** MATERIALS PROVIDED follows **

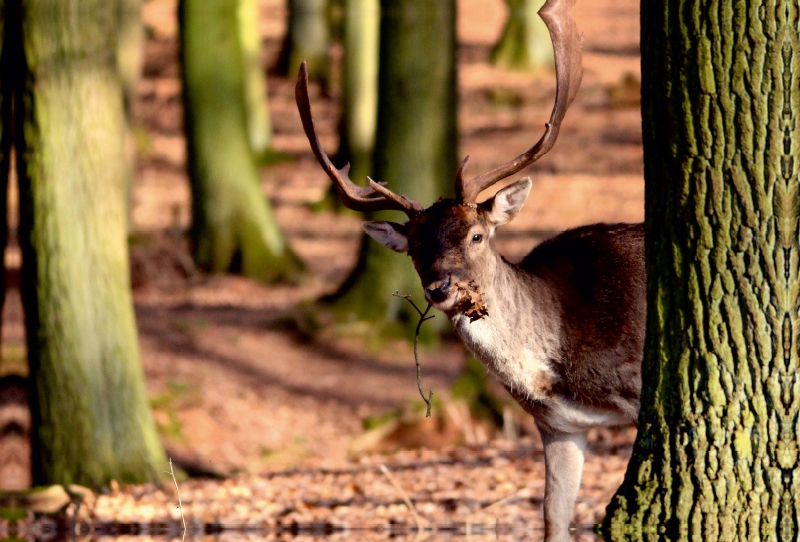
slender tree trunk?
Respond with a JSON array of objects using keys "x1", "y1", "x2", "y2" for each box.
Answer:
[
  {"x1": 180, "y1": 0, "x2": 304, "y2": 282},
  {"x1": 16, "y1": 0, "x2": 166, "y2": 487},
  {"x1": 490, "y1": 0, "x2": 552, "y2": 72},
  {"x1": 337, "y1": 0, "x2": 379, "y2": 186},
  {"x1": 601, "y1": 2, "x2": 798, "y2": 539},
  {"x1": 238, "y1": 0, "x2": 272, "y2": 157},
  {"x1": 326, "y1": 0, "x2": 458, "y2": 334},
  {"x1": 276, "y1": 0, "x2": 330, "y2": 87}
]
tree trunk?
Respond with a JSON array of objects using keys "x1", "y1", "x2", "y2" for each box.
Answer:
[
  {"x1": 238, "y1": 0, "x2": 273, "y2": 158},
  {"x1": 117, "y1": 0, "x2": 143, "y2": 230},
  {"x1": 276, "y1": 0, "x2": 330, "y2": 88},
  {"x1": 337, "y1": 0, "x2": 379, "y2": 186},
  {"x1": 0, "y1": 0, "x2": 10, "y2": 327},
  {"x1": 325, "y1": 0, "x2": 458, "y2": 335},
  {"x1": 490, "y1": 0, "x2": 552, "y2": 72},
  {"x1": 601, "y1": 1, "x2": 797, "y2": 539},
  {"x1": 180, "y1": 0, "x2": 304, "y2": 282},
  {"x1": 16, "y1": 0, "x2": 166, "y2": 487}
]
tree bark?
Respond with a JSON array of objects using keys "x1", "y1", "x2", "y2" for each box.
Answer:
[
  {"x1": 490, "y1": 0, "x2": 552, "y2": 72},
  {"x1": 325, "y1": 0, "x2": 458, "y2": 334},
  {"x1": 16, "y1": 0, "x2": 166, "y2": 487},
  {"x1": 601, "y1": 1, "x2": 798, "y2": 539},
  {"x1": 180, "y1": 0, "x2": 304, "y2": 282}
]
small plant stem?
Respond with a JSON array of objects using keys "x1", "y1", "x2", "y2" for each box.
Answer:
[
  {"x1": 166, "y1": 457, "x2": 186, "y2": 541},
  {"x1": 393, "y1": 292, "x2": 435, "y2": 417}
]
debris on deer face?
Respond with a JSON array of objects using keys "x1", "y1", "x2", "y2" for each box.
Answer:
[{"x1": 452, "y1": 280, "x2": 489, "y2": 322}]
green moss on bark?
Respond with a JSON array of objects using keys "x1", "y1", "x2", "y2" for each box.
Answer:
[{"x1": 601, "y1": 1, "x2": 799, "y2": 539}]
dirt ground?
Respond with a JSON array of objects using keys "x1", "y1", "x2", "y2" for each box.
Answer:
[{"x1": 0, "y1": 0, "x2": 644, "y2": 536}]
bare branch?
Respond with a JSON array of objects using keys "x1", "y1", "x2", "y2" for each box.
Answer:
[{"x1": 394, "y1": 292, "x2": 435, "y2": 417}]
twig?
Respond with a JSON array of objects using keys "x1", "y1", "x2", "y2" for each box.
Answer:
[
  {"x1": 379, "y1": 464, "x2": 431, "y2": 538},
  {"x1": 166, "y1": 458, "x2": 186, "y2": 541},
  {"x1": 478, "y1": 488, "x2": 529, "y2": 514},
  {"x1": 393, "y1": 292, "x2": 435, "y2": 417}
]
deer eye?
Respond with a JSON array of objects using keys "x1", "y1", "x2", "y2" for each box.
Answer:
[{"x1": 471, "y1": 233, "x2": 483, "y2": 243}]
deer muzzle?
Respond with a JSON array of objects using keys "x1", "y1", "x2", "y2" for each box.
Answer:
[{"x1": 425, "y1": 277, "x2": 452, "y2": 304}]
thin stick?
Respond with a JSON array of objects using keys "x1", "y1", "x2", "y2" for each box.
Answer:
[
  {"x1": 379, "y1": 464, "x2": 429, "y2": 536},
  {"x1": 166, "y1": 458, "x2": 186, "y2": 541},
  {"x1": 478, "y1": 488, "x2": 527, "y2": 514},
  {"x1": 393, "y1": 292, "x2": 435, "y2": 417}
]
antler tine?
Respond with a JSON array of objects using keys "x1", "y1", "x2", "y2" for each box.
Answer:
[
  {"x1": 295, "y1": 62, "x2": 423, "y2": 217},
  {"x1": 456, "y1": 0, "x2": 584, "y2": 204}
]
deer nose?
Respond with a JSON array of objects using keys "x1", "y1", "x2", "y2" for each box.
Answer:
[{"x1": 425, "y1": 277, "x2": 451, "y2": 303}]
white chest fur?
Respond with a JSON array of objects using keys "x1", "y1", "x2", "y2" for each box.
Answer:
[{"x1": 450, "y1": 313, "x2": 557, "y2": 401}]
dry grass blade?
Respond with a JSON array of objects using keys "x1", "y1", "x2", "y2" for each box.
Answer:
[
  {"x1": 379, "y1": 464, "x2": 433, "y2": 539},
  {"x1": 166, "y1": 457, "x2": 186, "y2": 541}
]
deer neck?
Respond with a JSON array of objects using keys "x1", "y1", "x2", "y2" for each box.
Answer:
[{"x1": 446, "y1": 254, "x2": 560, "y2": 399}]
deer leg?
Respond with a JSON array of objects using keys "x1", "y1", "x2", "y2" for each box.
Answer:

** End of MATERIALS PROVIDED **

• [PROBLEM TO SOLVE]:
Please determine how many lines of the records above contain "deer", and state that number only.

• [REPLY TO THE EXERCISE]:
6